▸ YOUR TASK
Swap each "bounding box" for "enclosing rectangle" in the material from its first line through the line containing "286, 257, 410, 333", and return those lines with nothing else changed.

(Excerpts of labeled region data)
>> begin

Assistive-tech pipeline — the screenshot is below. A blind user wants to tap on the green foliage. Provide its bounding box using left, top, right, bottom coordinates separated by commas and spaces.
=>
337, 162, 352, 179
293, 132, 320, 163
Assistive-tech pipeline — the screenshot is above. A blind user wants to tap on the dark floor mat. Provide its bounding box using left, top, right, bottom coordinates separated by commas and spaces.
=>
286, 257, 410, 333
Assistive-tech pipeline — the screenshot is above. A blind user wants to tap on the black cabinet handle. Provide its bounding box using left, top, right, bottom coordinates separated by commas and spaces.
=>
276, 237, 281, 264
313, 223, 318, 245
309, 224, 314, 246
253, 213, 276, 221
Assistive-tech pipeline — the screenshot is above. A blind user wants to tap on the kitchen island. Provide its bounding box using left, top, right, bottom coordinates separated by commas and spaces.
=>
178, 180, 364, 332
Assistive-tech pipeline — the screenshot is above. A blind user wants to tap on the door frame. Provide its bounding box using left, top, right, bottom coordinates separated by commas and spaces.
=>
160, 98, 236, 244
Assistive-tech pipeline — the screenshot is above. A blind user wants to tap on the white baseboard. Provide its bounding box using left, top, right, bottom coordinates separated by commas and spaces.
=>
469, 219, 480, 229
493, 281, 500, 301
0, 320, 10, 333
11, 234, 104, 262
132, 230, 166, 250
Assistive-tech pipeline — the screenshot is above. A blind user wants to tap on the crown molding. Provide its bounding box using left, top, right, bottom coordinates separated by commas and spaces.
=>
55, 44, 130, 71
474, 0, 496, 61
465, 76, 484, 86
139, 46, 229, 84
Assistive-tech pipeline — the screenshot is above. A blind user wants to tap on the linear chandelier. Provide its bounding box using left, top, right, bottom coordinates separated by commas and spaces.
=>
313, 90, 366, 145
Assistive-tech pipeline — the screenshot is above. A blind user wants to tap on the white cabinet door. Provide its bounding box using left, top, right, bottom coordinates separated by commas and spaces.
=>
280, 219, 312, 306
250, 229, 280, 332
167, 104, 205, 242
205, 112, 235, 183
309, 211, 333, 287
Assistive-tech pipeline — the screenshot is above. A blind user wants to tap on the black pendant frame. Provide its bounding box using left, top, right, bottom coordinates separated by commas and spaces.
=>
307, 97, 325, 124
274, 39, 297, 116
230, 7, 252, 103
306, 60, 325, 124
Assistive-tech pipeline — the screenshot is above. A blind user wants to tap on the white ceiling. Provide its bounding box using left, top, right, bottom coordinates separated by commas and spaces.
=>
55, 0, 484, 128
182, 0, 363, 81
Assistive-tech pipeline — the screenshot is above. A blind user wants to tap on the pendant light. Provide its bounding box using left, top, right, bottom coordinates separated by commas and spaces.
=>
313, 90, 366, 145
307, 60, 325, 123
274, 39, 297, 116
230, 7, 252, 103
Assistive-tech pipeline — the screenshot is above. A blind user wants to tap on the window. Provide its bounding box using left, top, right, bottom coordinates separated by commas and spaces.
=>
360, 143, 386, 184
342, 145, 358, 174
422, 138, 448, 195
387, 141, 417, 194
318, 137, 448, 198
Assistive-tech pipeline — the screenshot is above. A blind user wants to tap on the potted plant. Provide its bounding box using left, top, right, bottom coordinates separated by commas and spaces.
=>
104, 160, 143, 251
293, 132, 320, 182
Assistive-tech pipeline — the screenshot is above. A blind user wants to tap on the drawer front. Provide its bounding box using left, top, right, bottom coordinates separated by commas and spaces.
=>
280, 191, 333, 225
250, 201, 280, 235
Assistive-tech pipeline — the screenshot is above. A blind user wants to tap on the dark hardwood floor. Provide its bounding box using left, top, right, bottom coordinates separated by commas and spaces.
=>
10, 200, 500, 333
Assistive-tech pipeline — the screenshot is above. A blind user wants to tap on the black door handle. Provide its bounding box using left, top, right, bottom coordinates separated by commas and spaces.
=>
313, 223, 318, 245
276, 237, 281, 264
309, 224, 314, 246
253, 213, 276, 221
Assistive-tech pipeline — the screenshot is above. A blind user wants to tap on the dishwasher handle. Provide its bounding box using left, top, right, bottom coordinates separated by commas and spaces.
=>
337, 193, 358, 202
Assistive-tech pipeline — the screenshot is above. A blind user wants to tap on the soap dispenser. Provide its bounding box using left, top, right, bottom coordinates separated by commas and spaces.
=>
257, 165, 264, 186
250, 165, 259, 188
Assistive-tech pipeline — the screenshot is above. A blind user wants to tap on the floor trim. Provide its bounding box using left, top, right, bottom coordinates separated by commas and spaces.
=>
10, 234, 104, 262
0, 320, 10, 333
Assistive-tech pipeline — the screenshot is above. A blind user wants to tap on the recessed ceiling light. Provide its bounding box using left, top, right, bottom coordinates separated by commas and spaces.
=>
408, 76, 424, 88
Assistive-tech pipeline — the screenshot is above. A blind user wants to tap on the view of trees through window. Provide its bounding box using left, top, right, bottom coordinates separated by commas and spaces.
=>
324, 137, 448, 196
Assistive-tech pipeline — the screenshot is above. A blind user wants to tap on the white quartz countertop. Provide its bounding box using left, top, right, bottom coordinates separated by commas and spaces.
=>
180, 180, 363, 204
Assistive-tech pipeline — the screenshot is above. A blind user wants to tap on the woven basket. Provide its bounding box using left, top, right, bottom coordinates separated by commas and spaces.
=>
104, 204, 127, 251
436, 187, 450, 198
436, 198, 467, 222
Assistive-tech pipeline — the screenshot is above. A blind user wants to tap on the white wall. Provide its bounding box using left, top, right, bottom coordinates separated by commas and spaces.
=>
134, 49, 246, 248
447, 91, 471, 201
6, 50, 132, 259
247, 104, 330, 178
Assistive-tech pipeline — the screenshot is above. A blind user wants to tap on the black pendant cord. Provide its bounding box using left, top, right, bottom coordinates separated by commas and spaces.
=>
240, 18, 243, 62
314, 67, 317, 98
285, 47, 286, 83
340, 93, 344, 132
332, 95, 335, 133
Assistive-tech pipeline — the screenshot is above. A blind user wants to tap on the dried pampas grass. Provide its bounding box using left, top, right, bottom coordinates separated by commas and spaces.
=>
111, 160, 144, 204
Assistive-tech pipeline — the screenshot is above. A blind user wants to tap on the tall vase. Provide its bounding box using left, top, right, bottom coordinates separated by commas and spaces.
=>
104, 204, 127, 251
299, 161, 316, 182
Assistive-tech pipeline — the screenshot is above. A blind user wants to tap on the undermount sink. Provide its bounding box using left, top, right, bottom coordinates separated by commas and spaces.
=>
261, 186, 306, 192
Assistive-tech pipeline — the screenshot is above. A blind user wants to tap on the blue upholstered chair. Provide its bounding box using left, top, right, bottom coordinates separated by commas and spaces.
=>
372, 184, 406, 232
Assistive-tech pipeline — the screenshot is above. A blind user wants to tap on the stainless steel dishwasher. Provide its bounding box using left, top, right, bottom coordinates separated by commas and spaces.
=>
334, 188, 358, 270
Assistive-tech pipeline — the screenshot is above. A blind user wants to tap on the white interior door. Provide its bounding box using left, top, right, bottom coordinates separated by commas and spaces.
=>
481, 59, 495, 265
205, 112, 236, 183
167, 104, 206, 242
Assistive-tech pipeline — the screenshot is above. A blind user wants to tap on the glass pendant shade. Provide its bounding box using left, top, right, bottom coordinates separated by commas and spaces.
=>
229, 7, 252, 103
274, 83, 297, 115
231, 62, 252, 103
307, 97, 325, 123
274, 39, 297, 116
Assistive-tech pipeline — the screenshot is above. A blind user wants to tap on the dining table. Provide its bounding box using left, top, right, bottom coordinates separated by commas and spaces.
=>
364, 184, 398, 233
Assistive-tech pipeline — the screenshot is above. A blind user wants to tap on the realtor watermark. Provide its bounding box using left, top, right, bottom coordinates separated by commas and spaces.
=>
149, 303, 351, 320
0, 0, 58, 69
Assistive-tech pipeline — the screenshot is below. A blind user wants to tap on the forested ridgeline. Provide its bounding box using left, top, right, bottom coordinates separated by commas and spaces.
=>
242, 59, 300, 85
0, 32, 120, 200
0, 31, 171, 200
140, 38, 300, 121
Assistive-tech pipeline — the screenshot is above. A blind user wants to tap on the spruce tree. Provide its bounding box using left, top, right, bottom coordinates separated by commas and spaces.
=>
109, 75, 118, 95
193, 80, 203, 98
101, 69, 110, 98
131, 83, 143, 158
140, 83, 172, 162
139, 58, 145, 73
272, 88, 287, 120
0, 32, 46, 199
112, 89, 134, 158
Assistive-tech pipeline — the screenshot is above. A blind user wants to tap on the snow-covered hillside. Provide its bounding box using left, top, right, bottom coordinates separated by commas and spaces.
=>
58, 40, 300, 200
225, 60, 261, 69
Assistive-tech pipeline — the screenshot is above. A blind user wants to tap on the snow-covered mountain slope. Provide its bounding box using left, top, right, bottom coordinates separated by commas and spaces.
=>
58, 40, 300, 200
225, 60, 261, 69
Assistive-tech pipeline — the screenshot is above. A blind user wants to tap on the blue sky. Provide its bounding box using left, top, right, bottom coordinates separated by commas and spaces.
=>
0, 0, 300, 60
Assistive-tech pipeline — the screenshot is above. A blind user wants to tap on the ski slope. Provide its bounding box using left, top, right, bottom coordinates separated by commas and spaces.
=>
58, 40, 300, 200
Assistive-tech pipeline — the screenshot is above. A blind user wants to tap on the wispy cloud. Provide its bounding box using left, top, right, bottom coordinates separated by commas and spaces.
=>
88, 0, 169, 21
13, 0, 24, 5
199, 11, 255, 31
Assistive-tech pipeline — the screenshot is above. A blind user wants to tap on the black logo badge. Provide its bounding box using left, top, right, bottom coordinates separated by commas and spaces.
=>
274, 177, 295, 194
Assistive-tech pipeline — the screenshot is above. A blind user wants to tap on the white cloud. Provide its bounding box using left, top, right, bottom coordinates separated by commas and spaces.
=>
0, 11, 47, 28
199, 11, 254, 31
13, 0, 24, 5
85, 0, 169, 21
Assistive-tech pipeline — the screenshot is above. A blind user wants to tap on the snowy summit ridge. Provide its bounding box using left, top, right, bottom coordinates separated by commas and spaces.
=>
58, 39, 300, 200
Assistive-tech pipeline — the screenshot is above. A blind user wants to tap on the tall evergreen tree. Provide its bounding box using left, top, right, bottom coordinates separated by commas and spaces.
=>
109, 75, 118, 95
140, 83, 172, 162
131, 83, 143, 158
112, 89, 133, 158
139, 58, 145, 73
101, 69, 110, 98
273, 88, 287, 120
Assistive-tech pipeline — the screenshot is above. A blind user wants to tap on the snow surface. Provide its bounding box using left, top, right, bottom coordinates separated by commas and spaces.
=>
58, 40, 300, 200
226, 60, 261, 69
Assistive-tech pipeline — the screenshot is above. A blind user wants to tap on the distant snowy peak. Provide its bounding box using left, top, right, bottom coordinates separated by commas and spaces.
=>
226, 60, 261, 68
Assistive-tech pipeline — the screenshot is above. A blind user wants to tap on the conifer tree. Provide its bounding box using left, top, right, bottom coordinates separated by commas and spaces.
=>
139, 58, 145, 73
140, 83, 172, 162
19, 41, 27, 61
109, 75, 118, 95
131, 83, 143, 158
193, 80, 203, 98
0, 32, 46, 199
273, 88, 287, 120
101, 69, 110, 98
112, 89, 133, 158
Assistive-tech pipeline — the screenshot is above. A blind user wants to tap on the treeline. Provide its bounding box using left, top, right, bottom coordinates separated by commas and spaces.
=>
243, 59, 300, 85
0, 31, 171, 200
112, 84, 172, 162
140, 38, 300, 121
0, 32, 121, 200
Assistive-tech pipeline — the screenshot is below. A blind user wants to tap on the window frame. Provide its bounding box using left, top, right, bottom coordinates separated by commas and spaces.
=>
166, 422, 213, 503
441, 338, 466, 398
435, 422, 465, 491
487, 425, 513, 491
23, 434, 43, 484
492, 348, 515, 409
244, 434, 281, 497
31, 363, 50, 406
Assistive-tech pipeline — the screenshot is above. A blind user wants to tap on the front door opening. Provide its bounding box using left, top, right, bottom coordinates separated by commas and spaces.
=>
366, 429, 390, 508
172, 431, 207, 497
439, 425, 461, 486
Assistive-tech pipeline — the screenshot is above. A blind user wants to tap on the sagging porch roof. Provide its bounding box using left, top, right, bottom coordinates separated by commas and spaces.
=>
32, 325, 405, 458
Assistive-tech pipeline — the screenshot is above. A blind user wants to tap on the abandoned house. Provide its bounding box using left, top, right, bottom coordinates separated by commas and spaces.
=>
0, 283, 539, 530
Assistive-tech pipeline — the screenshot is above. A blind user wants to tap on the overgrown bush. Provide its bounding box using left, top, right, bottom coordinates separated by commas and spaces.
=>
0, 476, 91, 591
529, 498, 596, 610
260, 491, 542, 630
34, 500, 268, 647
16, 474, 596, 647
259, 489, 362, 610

>> end

▸ REPLY TO THE TASK
Assistive-tech pipeline — the screenshot is below. A blind user wants to tap on the green foliage. Provide its enclosing rectangle using left, top, right, bottom coordinates separated by commas and spaces.
=>
337, 162, 352, 179
293, 132, 320, 163
Assistive-tech pipeline — the screenshot is above. A blind user wants to tap on the dark floor mat. Provide its enclosing rectangle using left, top, right, bottom coordinates separated by commas and spaces.
=>
286, 257, 410, 333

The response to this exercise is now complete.